• Try it: Set down the lines of the data exactly, starting at the first and stopping after the line containing "If you could point out the rocky outcrop".

(Natural language region descriptions)
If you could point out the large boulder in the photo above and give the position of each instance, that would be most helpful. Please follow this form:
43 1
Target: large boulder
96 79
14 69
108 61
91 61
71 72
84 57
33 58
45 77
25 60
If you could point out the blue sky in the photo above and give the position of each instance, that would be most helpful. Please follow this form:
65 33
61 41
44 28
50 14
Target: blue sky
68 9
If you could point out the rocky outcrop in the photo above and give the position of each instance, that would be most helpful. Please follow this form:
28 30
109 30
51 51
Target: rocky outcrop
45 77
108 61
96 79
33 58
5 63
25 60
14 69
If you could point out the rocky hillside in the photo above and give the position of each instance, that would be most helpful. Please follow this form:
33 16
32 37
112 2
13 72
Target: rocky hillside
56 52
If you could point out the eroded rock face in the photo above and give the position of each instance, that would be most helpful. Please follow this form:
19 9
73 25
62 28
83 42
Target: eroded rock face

• Result:
If you could point out the large boulder in the photo above and give the position of each instance, that would be most helpful. Please follow this form:
43 1
Target: large boulder
96 79
14 69
108 61
91 61
71 72
84 57
33 58
45 77
25 60
If you could point out the blue sky in the photo above and give the position of each instance, that would be most helpful. Please follow this form:
65 33
61 41
44 28
50 14
Target: blue sky
68 9
If you could point out the rocky outcrop in the photo above and give the position of each instance, that would be most helpful. Please follow this form:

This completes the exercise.